##### Исходный текст
Этот механизм подробно изучен С. Градировским и Т. Лопухиной на примере нелегальной миграции из Мексики в США. Ими было убедительно показано, что прогрессирующее налогообложение вкупе с ростом инфляции за двадцать пять лет привело, во-первых, к зависимости хозяйства южных штатов от постоянного притока мигрантов и, во-вторых, к резкому ослаблению позиций "среднего класса". В Европе этот процесс шел несколько медленнее, но привел к аналогичным социальным последствиям. До кризиса 2008 года ситуация оставалась терпимой, во всяком случае, она была полностью под контролем. Но ухудшение финансового состояния европейских государств поставило на повестку дня пенсионную и социальную реформу: повышение пенсионного возраста, отказ от ряда социальных гарантий.
##########
Задачи для решения >>
A. На каком примере С. Градировский и Т. Лопухина изучили механизм, о котором говорится в тексте?
B. Выведите без изменений отрывок текста от слов «Этот механизм подробно» до слов «ряда социальных гарантий.» включительно.
C. Какие географические названия упоминаются в тексте? Перечислите все.
##### Исследуемые данные
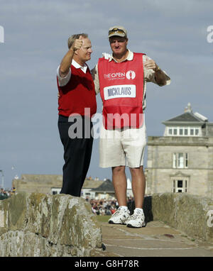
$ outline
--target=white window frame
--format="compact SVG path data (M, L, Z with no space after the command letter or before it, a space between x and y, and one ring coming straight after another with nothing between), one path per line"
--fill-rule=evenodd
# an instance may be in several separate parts
M173 168L188 168L188 162L189 155L187 153L173 153Z
M178 182L182 182L182 187L178 187ZM183 177L173 178L173 193L187 193L188 189L188 179Z
M180 131L182 131L182 134L180 133ZM167 136L202 136L202 128L201 127L195 127L195 126L192 126L192 127L190 126L168 126Z

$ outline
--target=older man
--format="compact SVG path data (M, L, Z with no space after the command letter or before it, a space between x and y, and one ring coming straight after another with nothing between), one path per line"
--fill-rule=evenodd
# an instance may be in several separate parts
M123 26L110 28L108 38L112 54L100 58L93 72L96 92L100 92L103 101L99 165L111 167L119 204L109 223L140 228L146 225L143 165L146 145L143 113L146 83L152 82L164 86L170 84L170 78L154 60L127 48L127 31ZM131 174L136 206L132 216L126 204L126 165Z
M68 48L57 70L58 128L65 162L60 193L80 197L90 163L91 117L96 113L97 103L93 79L86 64L92 52L87 34L72 35L68 39Z

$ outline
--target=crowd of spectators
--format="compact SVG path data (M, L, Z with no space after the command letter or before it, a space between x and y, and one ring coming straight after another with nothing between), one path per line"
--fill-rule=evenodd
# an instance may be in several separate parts
M95 199L87 198L86 200L90 203L92 211L94 214L99 216L111 216L119 208L119 203L116 199ZM127 204L129 206L133 201L133 197L128 197Z
M13 187L11 190L4 190L4 188L1 188L0 190L0 200L8 199L16 193L15 187Z

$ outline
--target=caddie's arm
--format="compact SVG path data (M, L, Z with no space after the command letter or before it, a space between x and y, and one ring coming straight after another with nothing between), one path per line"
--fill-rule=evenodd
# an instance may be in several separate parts
M81 36L80 36L79 39L76 39L74 41L72 45L70 47L68 52L64 56L59 67L59 75L61 77L65 77L67 75L70 70L70 67L72 64L72 60L75 52L77 50L80 49L80 48L82 45L82 43L83 41L81 39Z
M166 84L168 77L165 72L160 70L153 60L146 60L144 66L147 69L153 69L154 70L155 82L159 86L162 87Z

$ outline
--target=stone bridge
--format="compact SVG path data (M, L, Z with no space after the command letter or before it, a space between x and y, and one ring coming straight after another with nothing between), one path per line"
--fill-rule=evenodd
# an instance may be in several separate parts
M19 192L0 201L0 256L213 256L212 199L156 194L143 209L146 227L129 228L99 223L82 198Z

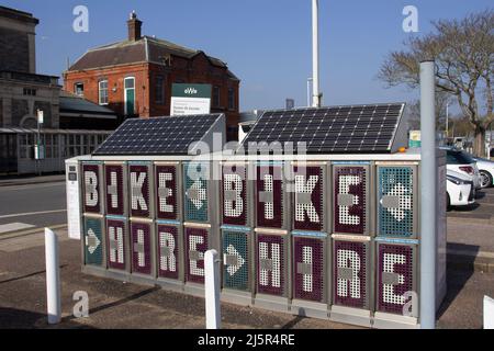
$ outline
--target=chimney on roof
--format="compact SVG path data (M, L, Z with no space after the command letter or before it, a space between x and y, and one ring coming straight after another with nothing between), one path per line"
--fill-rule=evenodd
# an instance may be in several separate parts
M141 39L141 27L143 26L143 22L137 19L137 14L135 11L132 11L131 19L127 21L128 27L128 41L135 42Z

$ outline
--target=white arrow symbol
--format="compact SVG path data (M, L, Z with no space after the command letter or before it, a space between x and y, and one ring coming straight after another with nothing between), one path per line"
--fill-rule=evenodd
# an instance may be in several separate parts
M229 275L234 275L244 265L245 260L232 244L226 248L226 252L237 258L237 264L231 264L226 269Z
M89 253L93 253L98 247L100 246L101 241L96 236L94 231L92 229L88 230L88 236L86 237L86 245L88 246Z
M205 189L202 188L200 180L197 180L189 190L194 190L195 195L188 195L189 200L194 204L195 208L201 208L204 200L206 200Z
M412 210L412 196L408 193L409 192L405 186L403 186L402 183L394 185L394 188L388 193L390 196L400 196L398 208L386 208L397 222L402 222L406 216L406 211Z

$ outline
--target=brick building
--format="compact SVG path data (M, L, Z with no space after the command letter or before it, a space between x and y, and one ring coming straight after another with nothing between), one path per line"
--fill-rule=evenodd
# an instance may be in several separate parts
M202 50L142 35L135 12L125 41L92 48L64 72L64 89L108 105L123 120L170 115L172 83L212 86L211 111L225 113L237 139L239 80L225 63Z
M0 176L63 171L66 158L90 152L110 134L101 129L115 126L112 111L60 97L58 77L36 73L38 23L29 12L0 7ZM44 150L37 161L35 146Z

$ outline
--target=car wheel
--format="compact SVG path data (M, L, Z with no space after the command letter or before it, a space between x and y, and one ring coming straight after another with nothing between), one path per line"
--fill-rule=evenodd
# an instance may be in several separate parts
M481 177L481 186L482 188L489 188L492 186L492 176L490 172L481 170L479 171Z

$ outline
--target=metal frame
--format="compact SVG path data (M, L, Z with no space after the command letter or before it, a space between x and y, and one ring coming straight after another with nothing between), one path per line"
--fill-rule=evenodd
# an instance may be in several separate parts
M301 166L299 166L301 165ZM332 196L332 192L329 191L329 197L328 195L328 174L330 173L328 171L328 162L319 162L319 161L306 161L306 162L296 162L296 161L292 161L290 163L291 168L290 168L290 172L291 174L295 176L296 173L294 172L294 168L295 167L319 167L321 168L321 172L322 172L322 208L321 208L321 215L323 215L323 223L322 223L322 228L321 230L310 230L310 229L296 229L295 228L295 214L293 213L294 208L295 208L295 189L293 189L293 192L290 194L290 216L291 216L291 228L292 230L303 230L303 231L315 231L315 233L328 233L329 228L330 228L330 223L332 223L332 218L333 215L329 212L329 200ZM329 182L330 184L330 182ZM294 186L294 182L292 183L292 186Z
M229 233L238 233L243 234L246 237L246 244L247 244L247 257L246 262L247 264L247 274L248 274L248 283L247 283L247 290L236 290L233 287L225 286L225 248L223 246L223 239L225 236L225 231ZM222 226L221 229L221 242L222 242L222 249L221 249L221 257L222 257L222 264L221 264L221 282L222 282L222 301L234 303L243 306L250 306L254 304L254 295L256 291L256 271L255 271L255 259L256 259L256 252L255 252L255 240L254 240L254 231L248 227L234 227L234 226Z
M154 199L155 197L157 197L157 196L154 196L153 195L153 193L154 193L154 189L155 189L155 172L154 172L154 170L155 170L155 167L154 167L154 165L153 165L153 162L149 162L149 161L143 161L143 162L138 162L138 161L128 161L127 162L127 178L128 178L128 180L131 179L131 168L133 167L133 166L141 166L141 167L146 167L147 168L147 183L148 183L148 199L147 199L147 201L148 201L148 203L147 203L147 205L148 205L148 212L149 212L149 215L148 216L133 216L132 215L132 211L133 211L133 208L132 208L132 189L131 189L131 182L128 181L127 182L127 184L126 184L126 186L127 186L127 196L128 196L128 201L127 201L127 203L128 203L128 215L130 215L130 217L131 217L131 219L136 219L136 220L138 220L138 219L150 219L150 220L153 220L154 218L156 218L156 205L155 205L155 201L154 201Z
M188 265L190 264L190 259L189 258L189 248L187 247L187 229L189 228L197 228L197 229L203 229L207 231L207 249L211 249L211 244L212 244L212 239L211 237L213 236L213 230L210 224L198 224L198 223L184 223L183 225L183 265L184 265L184 270L183 270L183 274L184 274L184 292L186 293L190 293L191 295L195 295L195 296L204 296L204 284L203 283L198 283L198 282L192 282L189 281L187 279L187 272L189 270Z
M419 241L416 239L395 239L395 238L379 238L374 242L374 254L375 254L375 263L374 263L374 274L375 274L375 285L374 285L374 306L375 306L375 313L373 317L373 328L396 328L396 326L400 326L401 328L417 328L419 316L417 317L409 317L409 316L403 316L397 315L389 312L382 312L379 310L378 304L379 304L379 288L380 288L380 281L379 281L379 248L382 245L392 245L392 246L405 246L412 248L412 254L413 254L413 262L412 262L412 288L414 292L417 293L418 296L418 303L420 302L419 296L419 288L420 288L420 282L419 282ZM419 308L417 308L418 310Z
M364 306L362 308L352 307L352 306L346 306L336 304L336 298L334 296L336 286L335 284L335 276L334 272L332 272L332 314L330 319L339 322L350 322L356 324L360 326L371 327L371 313L373 310L373 299L374 299L374 271L371 269L374 264L374 257L373 257L373 240L370 236L361 236L361 235L337 235L334 234L332 236L332 244L333 244L333 256L332 256L332 263L333 268L335 264L335 260L337 259L336 252L335 252L335 242L337 241L347 241L347 242L360 242L364 246L364 253L366 253L366 261L367 265L364 268L366 270L366 301Z
M295 284L295 272L296 269L293 267L293 264L297 263L294 260L294 250L295 250L295 238L311 238L316 239L322 242L323 248L323 271L321 272L322 279L323 279L323 291L322 291L322 299L321 301L313 301L313 299L302 299L302 298L295 298L294 294L294 284ZM329 306L330 306L330 291L332 291L332 283L330 283L330 257L333 256L330 251L328 250L328 247L330 245L330 238L324 234L316 234L316 233L310 233L306 234L302 233L292 233L290 236L291 239L291 305L290 310L294 315L301 315L301 316L307 316L307 317L315 317L321 319L328 319L329 318Z
M259 236L277 236L281 237L283 240L283 260L284 260L284 269L281 270L282 276L284 276L283 280L283 294L282 295L271 295L267 293L259 293L258 292L258 278L257 278L257 263L258 263L258 250L259 250ZM259 306L266 309L270 310L277 310L277 312L289 312L290 310L290 297L292 295L291 293L291 271L292 271L292 262L291 262L291 256L289 254L291 252L291 240L289 234L279 234L273 231L261 231L257 230L255 235L255 261L254 269L255 269L255 281L256 281L256 287L255 287L255 297L254 297L254 305Z
M178 278L177 279L172 279L172 278L165 278L165 276L160 276L159 275L159 270L160 270L160 253L159 253L159 226L169 226L169 227L175 227L177 229L177 242L176 246L178 247L177 249L177 270L178 270ZM182 292L183 291L183 285L186 284L186 246L184 246L184 233L183 233L183 227L179 222L173 222L173 220L161 220L158 219L154 223L154 227L155 227L155 246L154 246L154 251L155 251L155 267L156 267L156 283L158 285L161 285L166 288L172 290L172 291L178 291L178 292Z
M324 158L325 157L325 158ZM413 317L403 317L403 316L396 316L393 314L382 313L382 312L375 312L375 305L378 302L378 290L379 286L377 284L377 269L378 269L378 250L379 246L383 242L390 242L395 245L396 242L404 242L402 245L413 245L415 250L415 262L414 262L414 284L415 290L418 292L419 287L419 268L417 265L419 253L420 253L420 242L417 239L419 237L419 234L417 233L418 228L418 220L419 220L419 214L416 210L417 206L420 206L419 197L417 194L417 189L419 185L419 158L412 157L409 155L372 155L367 157L364 155L359 156L346 156L348 157L348 160L346 158L343 158L338 155L330 155L330 156L324 156L321 155L312 156L310 155L307 157L308 161L306 161L304 165L301 166L316 166L322 167L323 172L323 215L325 216L323 220L323 228L325 231L311 231L311 230L293 230L293 217L294 214L292 213L293 206L293 196L294 194L291 194L288 192L289 182L288 179L284 177L287 171L293 171L293 166L295 163L300 163L296 158L292 158L292 161L290 161L290 158L287 160L274 160L273 166L279 165L281 167L283 172L283 182L282 182L282 189L284 192L283 196L283 205L284 213L283 213L283 228L263 228L263 227L256 227L255 224L257 223L256 219L256 184L255 180L247 179L246 180L246 201L247 201L247 226L224 226L222 224L222 206L215 206L215 203L217 201L221 201L222 199L222 183L218 180L214 180L211 176L213 172L217 172L216 174L222 174L222 166L224 163L243 163L243 166L246 168L246 173L249 174L250 171L254 171L257 173L257 166L258 161L250 160L249 157L232 157L228 159L224 159L223 162L217 162L215 160L204 160L202 162L205 162L209 165L209 176L210 179L206 180L206 186L207 186L207 222L206 223L200 223L200 222L193 222L189 220L187 222L184 219L184 171L186 171L186 165L189 165L192 160L191 157L125 157L125 160L122 160L121 158L115 157L88 157L86 158L79 158L79 165L78 165L78 171L79 174L82 174L82 165L85 163L94 163L99 165L99 168L101 169L101 172L99 174L100 182L102 186L100 186L100 196L102 199L101 203L101 214L89 214L83 213L83 208L80 208L80 218L81 218L81 230L82 230L82 240L85 238L86 233L86 223L85 218L99 218L102 224L102 235L103 235L103 264L102 267L94 267L94 265L87 265L86 264L86 258L85 258L85 242L81 245L81 263L82 263L82 271L90 274L96 274L99 276L105 276L111 279L119 279L119 280L125 280L131 282L136 282L139 284L146 284L146 285L161 285L165 288L170 288L177 292L184 292L187 294L192 294L197 296L203 296L204 294L204 286L194 283L194 282L187 282L186 281L186 270L187 264L189 264L188 261L186 261L187 253L186 250L186 229L189 227L200 227L207 230L207 246L209 248L215 248L218 250L218 252L223 253L223 233L225 230L239 230L244 231L247 237L248 247L250 249L249 252L249 259L250 262L248 262L248 270L249 270L249 287L251 288L248 292L242 292L236 291L232 288L224 287L222 292L222 299L225 302L232 302L235 304L240 305L255 305L259 307L263 307L266 309L271 310L278 310L278 312L284 312L295 315L305 315L311 317L317 317L323 319L332 319L335 321L343 321L343 322L350 322L355 325L361 325L367 327L378 327L378 328L386 328L386 327L405 327L405 328L416 328L418 327L418 319ZM133 162L135 161L135 162ZM195 160L194 160L195 161ZM336 162L335 162L336 161ZM356 162L353 162L356 161ZM267 162L261 160L260 162ZM268 161L269 162L269 161ZM106 214L106 165L119 165L123 168L123 206L124 206L124 216L112 216ZM150 199L149 199L149 207L153 215L150 215L150 218L139 218L139 217L131 217L130 216L130 166L131 165L146 165L148 166L148 174L149 174L149 191L150 191ZM157 219L157 196L156 196L156 167L157 166L173 166L176 167L177 172L177 220L169 220L169 219ZM335 171L337 167L345 167L345 166L361 166L366 168L367 171L367 180L366 180L366 190L367 190L367 206L366 206L366 234L367 235L353 235L353 234L337 234L334 233L334 216L333 216L333 210L334 210L334 180L335 180ZM379 203L379 196L378 196L378 186L379 186L379 179L378 179L378 171L380 167L412 167L414 169L414 237L382 237L378 236L378 212L377 212L377 204ZM82 180L82 176L79 177L79 180ZM85 196L85 193L82 191L83 181L80 182L80 196ZM82 199L81 199L82 200ZM81 206L83 205L83 202L80 201ZM372 206L374 205L374 206ZM126 230L126 237L124 237L125 245L128 247L128 249L125 249L125 271L119 271L113 269L108 269L108 220L109 219L119 219L123 220L125 225ZM186 220L186 222L184 222ZM131 235L131 224L132 223L141 223L146 222L150 225L150 240L151 240L151 269L153 273L150 275L142 275L139 273L134 272L132 269L132 235ZM158 253L158 226L159 225L168 225L173 226L177 228L177 236L178 236L178 269L179 269L179 278L177 280L175 279L166 279L160 278L158 274L159 269L159 253ZM330 237L327 237L325 240L325 264L324 264L324 279L326 280L326 284L324 284L325 290L325 297L326 301L322 303L314 303L312 301L303 301L303 299L292 299L293 297L293 264L294 264L294 256L293 256L293 248L294 245L292 242L293 238L301 235L301 231L304 235L307 236L314 236L318 238L318 235L325 235L326 233L330 235ZM283 296L277 296L277 295L269 295L263 293L257 293L257 256L258 256L258 237L259 235L274 235L274 236L281 236L284 240L284 248L283 248L283 254L284 254L284 270L283 270L283 279L284 279L284 285L283 285ZM334 242L338 240L356 240L356 241L367 241L368 242L368 309L359 309L359 308L351 308L346 306L339 306L334 305L333 299L333 290L335 286L333 286L333 261L334 261ZM412 244L411 244L412 242ZM398 245L398 244L396 244Z
M348 167L355 167L355 168L362 168L363 171L366 172L366 182L364 182L364 193L366 193L366 210L364 210L364 224L363 224L363 233L361 234L353 234L353 233L343 233L343 231L338 231L336 230L336 216L334 214L334 208L337 206L337 204L335 203L335 199L334 199L334 194L337 193L337 190L335 189L335 182L336 182L336 172L339 168L348 168ZM332 162L332 172L333 174L333 180L330 182L332 186L329 186L333 191L332 194L332 216L333 216L333 220L332 220L332 234L345 234L345 235L361 235L361 236L368 236L371 233L371 228L370 228L370 223L372 222L371 218L371 213L370 213L370 207L372 202L372 197L371 197L371 170L370 170L370 162Z
M419 207L419 191L418 191L418 167L417 162L375 162L375 182L374 182L374 191L375 191L375 236L377 237L390 237L390 238L409 238L414 239L418 237L418 226L419 226L419 211L417 210ZM412 235L411 236L397 236L397 235L382 235L380 231L381 226L381 218L380 218L380 179L379 179L379 170L382 168L403 168L408 167L413 170L412 173L412 194L413 194L413 203L412 203ZM416 205L418 204L418 205Z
##########
Ответы по задачам >>
A. На примере нелегальной миграции из Мексики в США.

B.
Этот механизм подробно изучен С. Градировским и Т. Лопухиной на примере нелегальной миграции из Мексики в США. Ими было убедительно показано, что прогрессирующее налогообложение вкупе с ростом инфляции за двадцать пять лет привело, во-первых, к зависимости хозяйства южных штатов от постоянного притока мигрантов и, во-вторых, к резкому ослаблению позиций "среднего класса". В Европе этот процесс шел несколько медленнее, но привел к аналогичным социальным последствиям. До кризиса 2008 года ситуация оставалась терпимой, во всяком случае, она была полностью под контролем. Но ухудшение финансового состояния европейских государств поставило на повестку дня пенсионную и социальную реформу: повышение пенсионного возраста, отказ от ряда социальных гарантий.

C. Мексика, США, Европа.